→ **Exercise details**: Which of the lines in the data mention the string "query"? List them all.

→ **Records provided**:
--------------------------------

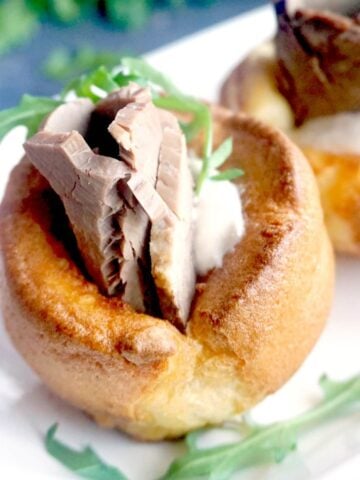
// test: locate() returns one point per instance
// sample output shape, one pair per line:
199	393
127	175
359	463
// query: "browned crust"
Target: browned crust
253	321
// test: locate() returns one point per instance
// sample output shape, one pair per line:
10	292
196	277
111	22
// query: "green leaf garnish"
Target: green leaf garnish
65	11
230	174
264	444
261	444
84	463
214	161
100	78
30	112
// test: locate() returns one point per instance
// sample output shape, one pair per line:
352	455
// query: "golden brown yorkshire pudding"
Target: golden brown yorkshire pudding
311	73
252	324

--------------------------------

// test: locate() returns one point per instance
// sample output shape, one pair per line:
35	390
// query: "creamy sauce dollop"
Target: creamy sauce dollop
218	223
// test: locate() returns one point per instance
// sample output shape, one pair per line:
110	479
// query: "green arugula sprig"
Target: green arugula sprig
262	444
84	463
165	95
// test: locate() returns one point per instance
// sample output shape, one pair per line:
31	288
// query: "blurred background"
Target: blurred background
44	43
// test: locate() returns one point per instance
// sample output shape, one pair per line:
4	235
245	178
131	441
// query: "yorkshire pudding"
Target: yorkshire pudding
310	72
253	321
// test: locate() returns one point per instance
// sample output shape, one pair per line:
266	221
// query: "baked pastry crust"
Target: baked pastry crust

--------------------------------

→ **Answer to this exercise**:
// query: "browned crust"
// query: "green leaf garnish"
// query: "golden brown yorkshire pudding"
// query: "creamy sauce dollop"
// query: "green arugula sprig"
// query: "blurred background"
// query: "yorkshire pudding"
// query: "baked pastry crust"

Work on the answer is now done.